_PROBLEM TO SOLVE_.
Identify every line of the records that contains the string "hiker", matching case exactly, and copy each of those lines in full.

# # #

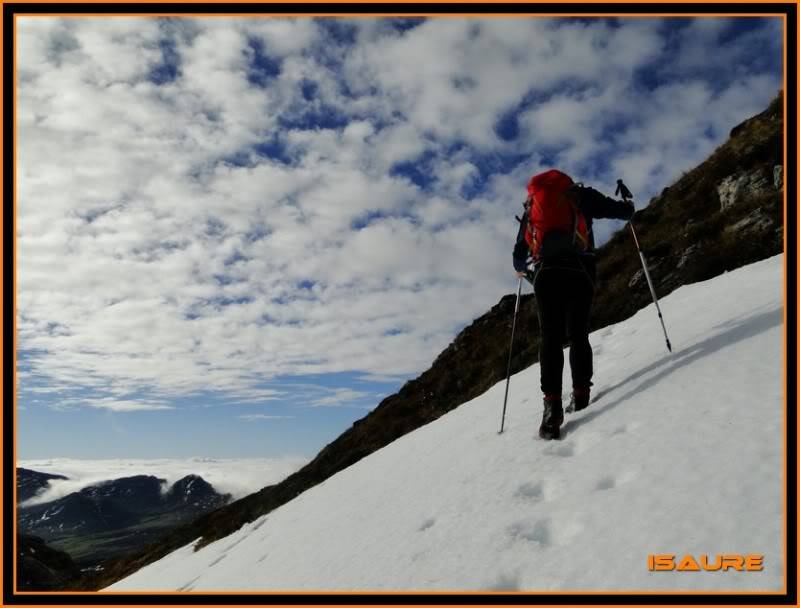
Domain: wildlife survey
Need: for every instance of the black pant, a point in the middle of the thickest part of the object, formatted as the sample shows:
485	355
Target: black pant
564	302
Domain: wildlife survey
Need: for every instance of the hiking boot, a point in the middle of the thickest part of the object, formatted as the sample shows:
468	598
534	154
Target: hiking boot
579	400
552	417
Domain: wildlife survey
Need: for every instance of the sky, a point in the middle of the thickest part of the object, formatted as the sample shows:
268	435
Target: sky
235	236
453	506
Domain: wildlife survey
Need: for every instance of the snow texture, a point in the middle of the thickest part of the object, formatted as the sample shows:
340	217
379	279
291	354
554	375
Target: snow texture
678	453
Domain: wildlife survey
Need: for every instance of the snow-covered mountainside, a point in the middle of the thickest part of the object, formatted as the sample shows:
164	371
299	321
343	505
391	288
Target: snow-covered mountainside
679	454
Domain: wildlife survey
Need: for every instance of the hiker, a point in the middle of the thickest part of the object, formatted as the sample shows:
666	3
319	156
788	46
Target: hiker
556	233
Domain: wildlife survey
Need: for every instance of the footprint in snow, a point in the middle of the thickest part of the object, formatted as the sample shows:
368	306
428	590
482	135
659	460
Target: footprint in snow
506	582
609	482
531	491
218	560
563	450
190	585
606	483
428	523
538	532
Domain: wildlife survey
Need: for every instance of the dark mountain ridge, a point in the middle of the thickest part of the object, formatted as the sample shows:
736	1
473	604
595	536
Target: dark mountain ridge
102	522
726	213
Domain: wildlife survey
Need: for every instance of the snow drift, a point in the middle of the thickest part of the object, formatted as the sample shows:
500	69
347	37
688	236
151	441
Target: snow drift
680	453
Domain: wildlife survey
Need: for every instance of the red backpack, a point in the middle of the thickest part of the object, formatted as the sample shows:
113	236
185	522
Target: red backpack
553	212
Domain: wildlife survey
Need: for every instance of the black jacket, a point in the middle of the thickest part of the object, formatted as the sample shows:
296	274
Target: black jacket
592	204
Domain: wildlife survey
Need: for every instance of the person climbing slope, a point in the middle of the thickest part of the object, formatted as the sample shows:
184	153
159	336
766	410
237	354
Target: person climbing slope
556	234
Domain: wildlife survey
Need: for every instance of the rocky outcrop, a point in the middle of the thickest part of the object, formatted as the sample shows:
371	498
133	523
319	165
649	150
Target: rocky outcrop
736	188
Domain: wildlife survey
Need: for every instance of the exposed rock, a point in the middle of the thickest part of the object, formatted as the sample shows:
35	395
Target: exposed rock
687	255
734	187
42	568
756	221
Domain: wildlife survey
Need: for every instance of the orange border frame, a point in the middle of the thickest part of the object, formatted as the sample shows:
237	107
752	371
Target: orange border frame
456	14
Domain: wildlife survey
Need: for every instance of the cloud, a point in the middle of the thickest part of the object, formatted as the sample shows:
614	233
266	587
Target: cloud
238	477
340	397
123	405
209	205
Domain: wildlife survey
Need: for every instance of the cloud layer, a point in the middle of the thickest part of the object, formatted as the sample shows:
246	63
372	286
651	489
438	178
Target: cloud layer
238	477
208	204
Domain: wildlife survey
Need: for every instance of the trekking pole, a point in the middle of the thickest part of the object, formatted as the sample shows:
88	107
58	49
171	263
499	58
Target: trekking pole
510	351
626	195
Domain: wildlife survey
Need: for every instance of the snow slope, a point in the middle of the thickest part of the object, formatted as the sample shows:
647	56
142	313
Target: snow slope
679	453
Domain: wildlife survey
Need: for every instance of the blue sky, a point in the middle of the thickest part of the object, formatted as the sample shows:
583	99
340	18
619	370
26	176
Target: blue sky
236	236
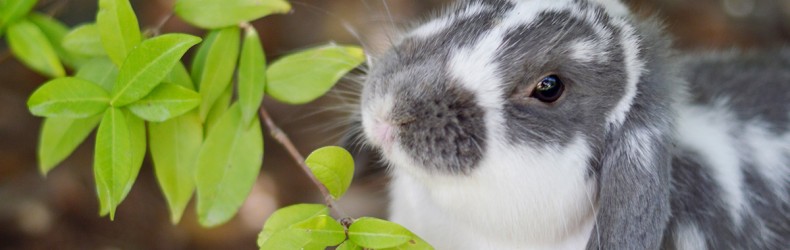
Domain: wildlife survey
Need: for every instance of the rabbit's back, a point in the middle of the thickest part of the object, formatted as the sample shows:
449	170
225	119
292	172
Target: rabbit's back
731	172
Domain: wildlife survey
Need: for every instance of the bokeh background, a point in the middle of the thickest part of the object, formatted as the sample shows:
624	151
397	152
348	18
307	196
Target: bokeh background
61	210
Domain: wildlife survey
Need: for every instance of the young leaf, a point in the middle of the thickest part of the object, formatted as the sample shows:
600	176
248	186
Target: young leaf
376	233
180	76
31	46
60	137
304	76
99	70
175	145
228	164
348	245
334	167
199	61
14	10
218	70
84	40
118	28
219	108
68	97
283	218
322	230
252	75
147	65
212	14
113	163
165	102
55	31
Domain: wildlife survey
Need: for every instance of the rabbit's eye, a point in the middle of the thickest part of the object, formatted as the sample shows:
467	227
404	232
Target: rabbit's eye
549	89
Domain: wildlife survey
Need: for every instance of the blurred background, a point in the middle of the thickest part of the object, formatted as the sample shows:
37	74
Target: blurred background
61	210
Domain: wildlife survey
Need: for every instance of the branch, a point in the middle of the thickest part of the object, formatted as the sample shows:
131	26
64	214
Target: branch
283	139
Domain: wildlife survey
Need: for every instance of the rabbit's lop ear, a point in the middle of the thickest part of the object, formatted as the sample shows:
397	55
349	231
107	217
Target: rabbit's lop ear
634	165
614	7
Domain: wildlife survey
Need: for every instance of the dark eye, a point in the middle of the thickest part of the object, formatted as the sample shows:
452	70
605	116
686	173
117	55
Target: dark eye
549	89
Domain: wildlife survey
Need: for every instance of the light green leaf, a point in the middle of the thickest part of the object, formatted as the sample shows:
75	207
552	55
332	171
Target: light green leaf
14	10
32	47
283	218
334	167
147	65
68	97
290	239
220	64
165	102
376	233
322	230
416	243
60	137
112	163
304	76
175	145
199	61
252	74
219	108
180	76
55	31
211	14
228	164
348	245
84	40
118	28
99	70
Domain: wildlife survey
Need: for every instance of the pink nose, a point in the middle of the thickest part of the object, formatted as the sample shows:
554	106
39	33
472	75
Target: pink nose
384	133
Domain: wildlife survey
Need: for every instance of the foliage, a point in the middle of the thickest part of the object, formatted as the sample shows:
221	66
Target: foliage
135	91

# # #

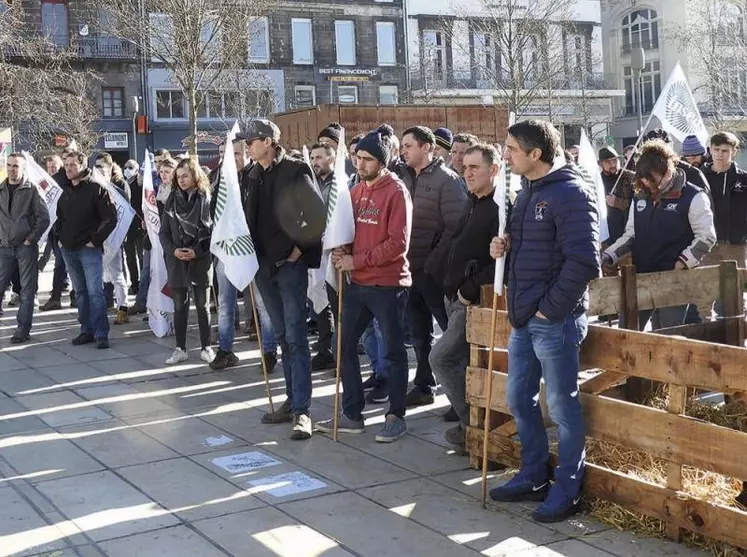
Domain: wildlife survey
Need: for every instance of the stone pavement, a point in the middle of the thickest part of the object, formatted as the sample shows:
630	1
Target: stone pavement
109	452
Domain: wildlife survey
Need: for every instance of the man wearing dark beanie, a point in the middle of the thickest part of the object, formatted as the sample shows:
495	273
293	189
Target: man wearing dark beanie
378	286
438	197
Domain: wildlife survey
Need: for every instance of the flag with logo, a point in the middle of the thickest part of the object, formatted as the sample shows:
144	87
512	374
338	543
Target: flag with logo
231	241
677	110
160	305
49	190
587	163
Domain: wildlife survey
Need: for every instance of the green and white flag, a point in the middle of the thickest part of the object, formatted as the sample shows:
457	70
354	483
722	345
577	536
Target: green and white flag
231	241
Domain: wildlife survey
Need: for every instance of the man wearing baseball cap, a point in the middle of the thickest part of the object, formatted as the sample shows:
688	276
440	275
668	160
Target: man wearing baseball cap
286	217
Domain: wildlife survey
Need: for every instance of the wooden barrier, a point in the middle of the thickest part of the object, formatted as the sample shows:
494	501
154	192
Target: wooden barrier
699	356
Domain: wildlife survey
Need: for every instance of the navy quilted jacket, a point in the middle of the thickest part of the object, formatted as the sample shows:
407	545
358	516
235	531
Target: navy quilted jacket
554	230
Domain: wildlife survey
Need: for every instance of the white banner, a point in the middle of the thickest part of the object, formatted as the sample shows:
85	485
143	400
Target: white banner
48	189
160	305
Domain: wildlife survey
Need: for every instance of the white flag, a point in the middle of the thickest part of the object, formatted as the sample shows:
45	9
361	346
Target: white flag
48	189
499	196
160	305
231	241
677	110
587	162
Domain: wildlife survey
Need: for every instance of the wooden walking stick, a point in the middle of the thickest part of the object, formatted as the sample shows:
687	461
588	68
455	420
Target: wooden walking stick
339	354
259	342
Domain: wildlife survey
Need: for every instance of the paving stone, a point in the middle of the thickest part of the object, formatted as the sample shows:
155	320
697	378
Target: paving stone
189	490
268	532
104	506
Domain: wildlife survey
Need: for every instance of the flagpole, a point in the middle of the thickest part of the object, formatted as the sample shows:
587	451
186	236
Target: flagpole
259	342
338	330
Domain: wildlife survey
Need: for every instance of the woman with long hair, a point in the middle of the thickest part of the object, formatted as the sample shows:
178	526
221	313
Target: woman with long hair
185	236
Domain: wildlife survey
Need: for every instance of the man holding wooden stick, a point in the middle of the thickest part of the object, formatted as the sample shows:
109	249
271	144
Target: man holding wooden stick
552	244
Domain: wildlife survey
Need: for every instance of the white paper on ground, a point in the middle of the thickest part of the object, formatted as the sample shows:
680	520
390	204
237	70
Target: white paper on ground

# # #

_WRITTEN REPLY_.
Need: for every instance of the hiker, a point in the middle of the thickest part of the object, formatted as the sample shows:
Target: hiker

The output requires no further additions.